• [Do this]
Extend the passage on alpha/beta separation in liquid scintillation counting, picking up right after its last sentence.

• [Selected passage]

#####

Optimisation of α/β separation in LSC
The efficiency of converting an incident radiation into a scintillation pulse is ~10 times higher for the β-particles than for the α-particles. The energy scale of LSC is calibrated with β–sources therefore an α-particle appears at 1/10 of its energy. For example: A 5 MeV α-particle will appear at around 500 keV. Therefore there will be overlap of pulses from α-particles and β-particles (Edler and Passo, Perkin Elmer). But duration of α-induced scintillation is longer than β-induced one which makes it possible to separate the two. Optimisation of α/β separation is an important aspect during measurement of the α-emitters. TDCR offers the advantage of discriminating between α/β spectra.
The basic principle behind α/β discrimination in LSC is based on the fact that alpha particles form more triplet excited states upon interacting with the solvent and the scintillating molecules than the beta particles. Therefore, higher fraction of delayed fluorescence is observed in the case of alpha particles producing long tail alpha pulses (Fig. 3) that can be separated from the predominantly short tail beta pulses. The light flash duration of beta pulses are 5 ns while α pulses are 10 ns. The LSC-TDCR technique therefore discriminates α/β emitters based on their pulse length and enables simultaneous determination of both α and β activity without radiochemical separation.

#####

• [Material provided]
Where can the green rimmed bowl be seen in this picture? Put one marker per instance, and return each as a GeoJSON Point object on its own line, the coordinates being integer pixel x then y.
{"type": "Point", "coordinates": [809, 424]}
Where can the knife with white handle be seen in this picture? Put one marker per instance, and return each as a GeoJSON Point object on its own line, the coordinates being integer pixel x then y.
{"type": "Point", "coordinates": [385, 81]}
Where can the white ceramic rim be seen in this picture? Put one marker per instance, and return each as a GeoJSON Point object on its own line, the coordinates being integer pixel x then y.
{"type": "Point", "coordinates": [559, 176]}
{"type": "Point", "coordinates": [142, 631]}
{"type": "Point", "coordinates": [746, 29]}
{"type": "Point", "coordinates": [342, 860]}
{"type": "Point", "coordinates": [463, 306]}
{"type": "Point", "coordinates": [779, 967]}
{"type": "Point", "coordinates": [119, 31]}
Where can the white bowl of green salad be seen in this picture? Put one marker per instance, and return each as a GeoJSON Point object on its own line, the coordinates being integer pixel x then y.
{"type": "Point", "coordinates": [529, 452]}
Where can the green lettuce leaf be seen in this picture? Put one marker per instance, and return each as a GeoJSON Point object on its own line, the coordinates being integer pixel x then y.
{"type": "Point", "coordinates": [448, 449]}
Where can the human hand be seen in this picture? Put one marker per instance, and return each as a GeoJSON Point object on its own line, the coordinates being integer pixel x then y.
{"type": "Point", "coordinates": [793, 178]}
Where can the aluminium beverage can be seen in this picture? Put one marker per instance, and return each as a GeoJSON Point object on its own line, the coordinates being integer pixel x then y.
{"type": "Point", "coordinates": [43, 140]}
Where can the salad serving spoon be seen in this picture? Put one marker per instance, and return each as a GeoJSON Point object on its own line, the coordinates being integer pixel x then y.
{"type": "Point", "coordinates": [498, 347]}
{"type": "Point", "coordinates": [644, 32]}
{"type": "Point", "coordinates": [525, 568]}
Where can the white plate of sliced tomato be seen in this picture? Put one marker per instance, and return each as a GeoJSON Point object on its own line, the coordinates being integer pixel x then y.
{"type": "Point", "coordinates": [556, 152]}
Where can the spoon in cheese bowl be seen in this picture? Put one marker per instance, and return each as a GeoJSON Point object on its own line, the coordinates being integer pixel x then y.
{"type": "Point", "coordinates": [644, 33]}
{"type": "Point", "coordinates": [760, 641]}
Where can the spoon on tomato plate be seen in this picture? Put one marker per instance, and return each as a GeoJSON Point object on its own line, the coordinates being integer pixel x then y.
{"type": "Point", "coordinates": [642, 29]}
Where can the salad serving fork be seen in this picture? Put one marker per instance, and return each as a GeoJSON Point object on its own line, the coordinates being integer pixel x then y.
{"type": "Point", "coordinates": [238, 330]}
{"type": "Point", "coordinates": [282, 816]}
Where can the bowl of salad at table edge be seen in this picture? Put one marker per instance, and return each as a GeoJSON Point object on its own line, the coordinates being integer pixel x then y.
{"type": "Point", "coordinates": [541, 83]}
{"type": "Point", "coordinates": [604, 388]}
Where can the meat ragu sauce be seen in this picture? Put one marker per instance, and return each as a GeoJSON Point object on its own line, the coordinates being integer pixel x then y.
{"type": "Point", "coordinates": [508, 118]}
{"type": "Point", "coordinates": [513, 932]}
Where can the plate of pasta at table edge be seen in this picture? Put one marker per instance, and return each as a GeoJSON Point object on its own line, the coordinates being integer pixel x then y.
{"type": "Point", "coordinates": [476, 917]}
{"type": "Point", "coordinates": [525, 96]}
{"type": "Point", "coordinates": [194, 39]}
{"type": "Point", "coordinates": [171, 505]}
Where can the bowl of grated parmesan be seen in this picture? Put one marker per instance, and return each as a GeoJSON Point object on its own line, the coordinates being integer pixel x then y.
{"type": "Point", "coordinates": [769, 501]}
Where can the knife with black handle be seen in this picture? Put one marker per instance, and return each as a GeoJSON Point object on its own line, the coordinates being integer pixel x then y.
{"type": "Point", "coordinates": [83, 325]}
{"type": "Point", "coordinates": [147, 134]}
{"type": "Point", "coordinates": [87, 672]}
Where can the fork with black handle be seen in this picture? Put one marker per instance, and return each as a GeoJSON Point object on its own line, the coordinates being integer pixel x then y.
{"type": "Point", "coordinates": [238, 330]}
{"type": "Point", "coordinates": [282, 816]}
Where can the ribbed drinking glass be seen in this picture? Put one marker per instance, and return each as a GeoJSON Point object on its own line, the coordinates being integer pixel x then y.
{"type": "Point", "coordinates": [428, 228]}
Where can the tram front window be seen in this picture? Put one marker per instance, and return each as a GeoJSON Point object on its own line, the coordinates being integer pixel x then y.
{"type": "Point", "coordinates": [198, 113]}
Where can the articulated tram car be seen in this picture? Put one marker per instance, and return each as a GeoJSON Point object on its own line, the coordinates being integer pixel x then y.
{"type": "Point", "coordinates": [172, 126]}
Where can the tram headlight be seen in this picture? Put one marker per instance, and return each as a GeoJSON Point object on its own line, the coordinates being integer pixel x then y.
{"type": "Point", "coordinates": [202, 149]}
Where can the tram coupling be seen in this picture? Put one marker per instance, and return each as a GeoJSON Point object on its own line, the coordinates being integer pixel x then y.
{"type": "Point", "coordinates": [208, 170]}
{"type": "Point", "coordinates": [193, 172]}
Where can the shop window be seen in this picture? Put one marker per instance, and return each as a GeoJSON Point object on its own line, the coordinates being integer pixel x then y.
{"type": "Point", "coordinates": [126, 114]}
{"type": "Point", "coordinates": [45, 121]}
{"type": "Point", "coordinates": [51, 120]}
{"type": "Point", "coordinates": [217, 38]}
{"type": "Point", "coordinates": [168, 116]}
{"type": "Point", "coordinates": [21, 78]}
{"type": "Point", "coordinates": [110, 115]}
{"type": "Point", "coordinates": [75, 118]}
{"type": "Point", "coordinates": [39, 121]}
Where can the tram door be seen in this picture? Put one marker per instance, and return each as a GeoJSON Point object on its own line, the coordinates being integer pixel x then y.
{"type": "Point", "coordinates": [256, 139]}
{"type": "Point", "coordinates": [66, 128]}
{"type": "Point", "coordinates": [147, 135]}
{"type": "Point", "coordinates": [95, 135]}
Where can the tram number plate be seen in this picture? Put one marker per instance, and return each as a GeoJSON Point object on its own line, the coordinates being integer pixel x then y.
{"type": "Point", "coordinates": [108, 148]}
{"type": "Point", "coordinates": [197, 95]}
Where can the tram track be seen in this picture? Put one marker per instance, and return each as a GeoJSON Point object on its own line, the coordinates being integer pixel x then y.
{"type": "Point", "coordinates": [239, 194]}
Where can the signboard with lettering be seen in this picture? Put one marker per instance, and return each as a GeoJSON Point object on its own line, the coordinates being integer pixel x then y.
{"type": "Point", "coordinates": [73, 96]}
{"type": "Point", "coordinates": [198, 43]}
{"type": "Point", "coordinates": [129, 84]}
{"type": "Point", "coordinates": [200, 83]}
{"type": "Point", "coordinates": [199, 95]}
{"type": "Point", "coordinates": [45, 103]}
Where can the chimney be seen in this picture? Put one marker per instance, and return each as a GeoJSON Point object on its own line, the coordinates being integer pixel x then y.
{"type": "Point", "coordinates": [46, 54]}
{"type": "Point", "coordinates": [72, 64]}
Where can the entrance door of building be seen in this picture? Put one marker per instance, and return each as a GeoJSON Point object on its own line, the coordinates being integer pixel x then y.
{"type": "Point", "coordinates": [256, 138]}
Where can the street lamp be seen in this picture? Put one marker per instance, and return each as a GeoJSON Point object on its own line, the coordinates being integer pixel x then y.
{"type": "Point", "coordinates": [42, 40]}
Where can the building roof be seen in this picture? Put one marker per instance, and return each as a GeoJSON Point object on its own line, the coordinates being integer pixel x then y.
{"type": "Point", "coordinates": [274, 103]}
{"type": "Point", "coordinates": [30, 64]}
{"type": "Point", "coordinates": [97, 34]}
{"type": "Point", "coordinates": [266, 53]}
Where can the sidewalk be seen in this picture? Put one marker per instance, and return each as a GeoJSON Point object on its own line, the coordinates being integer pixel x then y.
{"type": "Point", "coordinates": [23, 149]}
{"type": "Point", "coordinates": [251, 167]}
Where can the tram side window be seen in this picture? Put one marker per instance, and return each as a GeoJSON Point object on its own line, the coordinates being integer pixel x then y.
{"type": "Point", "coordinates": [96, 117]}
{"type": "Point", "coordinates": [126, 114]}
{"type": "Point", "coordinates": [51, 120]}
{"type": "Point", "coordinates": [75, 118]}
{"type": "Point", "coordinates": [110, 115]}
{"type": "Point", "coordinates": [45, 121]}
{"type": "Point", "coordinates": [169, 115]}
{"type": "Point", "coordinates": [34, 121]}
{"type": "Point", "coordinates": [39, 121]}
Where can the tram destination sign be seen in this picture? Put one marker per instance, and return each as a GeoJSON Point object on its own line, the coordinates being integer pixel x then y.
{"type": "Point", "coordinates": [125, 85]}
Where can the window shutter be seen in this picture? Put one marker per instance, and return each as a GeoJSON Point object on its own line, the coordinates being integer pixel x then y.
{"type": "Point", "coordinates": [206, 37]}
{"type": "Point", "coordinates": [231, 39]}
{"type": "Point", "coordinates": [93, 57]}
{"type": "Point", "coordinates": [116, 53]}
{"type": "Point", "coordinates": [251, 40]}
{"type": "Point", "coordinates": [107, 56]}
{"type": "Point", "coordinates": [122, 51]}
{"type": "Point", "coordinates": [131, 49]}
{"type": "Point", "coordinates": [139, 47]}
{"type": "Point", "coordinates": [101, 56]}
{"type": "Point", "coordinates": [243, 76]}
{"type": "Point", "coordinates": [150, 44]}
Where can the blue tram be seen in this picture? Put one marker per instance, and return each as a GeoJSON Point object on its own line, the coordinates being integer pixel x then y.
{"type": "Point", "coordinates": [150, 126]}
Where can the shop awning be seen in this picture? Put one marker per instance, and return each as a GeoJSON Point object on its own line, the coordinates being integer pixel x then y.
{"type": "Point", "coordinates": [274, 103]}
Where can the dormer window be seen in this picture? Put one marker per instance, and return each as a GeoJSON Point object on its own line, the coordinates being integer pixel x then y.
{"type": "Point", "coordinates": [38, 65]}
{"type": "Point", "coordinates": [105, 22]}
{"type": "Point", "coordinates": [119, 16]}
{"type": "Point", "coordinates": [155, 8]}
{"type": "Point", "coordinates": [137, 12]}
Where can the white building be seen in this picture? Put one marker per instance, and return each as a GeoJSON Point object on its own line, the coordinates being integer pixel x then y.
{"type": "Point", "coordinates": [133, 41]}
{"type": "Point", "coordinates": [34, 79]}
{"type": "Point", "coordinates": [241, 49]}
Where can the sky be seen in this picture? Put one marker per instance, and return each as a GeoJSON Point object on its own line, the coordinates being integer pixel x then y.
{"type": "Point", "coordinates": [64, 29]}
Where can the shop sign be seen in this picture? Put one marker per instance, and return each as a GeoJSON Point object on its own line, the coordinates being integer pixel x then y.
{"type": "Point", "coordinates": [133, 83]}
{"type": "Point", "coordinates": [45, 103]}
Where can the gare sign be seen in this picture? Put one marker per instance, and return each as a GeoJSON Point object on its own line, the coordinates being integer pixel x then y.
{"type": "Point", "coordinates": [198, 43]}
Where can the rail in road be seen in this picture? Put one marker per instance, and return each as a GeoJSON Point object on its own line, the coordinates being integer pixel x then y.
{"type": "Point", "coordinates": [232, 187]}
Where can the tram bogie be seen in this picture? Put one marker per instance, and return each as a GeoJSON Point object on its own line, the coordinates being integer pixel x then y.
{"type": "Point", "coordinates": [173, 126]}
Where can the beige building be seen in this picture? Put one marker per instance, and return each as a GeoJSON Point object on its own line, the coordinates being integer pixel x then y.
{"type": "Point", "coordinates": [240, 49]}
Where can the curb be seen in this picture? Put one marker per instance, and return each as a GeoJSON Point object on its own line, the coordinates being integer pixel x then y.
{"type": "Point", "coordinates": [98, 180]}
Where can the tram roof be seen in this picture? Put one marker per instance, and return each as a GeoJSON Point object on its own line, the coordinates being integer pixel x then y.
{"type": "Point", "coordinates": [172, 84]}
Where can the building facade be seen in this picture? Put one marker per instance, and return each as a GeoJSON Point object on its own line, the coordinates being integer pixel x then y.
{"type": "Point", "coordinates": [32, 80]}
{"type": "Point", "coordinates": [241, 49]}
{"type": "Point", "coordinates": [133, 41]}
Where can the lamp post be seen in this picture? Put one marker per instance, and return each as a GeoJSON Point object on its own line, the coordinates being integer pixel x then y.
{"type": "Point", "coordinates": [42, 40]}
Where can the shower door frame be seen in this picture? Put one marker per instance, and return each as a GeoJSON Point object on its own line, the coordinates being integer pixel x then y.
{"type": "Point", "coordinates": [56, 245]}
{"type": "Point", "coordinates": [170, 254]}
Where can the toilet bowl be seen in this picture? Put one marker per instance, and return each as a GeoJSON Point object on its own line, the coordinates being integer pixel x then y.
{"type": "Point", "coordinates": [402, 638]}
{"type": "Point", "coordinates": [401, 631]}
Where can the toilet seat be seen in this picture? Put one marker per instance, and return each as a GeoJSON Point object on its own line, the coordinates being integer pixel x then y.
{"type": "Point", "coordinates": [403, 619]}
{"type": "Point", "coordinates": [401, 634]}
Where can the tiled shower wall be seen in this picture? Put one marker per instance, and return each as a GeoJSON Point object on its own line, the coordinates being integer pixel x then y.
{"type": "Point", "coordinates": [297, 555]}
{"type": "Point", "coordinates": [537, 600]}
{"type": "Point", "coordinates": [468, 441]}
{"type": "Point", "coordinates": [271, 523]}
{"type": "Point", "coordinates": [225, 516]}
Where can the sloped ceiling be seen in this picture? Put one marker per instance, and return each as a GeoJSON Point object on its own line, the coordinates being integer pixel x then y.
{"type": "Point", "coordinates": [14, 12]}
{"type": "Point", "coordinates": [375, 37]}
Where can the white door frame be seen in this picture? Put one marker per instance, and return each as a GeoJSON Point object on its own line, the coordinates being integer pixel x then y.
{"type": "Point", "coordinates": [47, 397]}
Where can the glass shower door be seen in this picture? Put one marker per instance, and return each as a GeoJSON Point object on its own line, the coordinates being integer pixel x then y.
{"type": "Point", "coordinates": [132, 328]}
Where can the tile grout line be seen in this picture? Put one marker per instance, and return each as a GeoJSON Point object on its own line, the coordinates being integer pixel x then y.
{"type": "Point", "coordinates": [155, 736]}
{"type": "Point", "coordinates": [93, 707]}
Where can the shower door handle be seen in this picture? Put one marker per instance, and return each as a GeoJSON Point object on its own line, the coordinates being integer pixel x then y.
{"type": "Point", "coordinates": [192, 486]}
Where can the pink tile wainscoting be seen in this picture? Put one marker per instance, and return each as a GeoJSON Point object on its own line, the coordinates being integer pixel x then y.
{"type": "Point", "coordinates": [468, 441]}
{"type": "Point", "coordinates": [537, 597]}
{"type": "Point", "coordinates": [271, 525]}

#####

• [Task result]
Figure 3: Different pulse length of alpha and beta
In this work, α-activity of polonium radionuclides has been measured by the LSC-TDCR technique after α/β optimisation. Post quantification of polonium radionuclides at different projectile energies, attempt has been made to identify which α-emitter was produced at different projectile energies. We directly measured the Po radionuclides in a complex matrix, i.e. in presence of bulk amount of Pb and Bi. Apart from that, yield and cross section of γ-emitting 207Po was also measured at that energy. To the best of our knowledge, this is the first systematic report on the quantification of α-emitting Po radionuclides produced in LBE targets bombarded by low energy protons of different energies, using the LSC-TDCR technique. However, earlier LSC technique was used to measure Po radionuclides in environmental matrices (Maxwell et al. 2013, Begy et al. 2015) or in some cases to measure vapour pressure of released Po (Neuhausen et al. 2004, Gonzalez Prieto et al. 2014a,b,c, Gonzalez Prieto et al. 2016).
EXPERIMENTAL
Chemicals and reagents
Six LBE targets were prepared by rolling thick LBE foils at the BARC-TIFR target laboratory. The target thicknesses were 7 mg/cm2 (LBE1) and 7.6 mg/cm2 (LBE2 to LBE6). HNO3 (65%) was procured from MERCK and the aqueous Aqualite Ultra-low level cocktail was procured from HIDEX. Deionised water (18.2 MΩcm) was obtained from Thermo Scientific Barnstead Smart2Pure Water Purifying System.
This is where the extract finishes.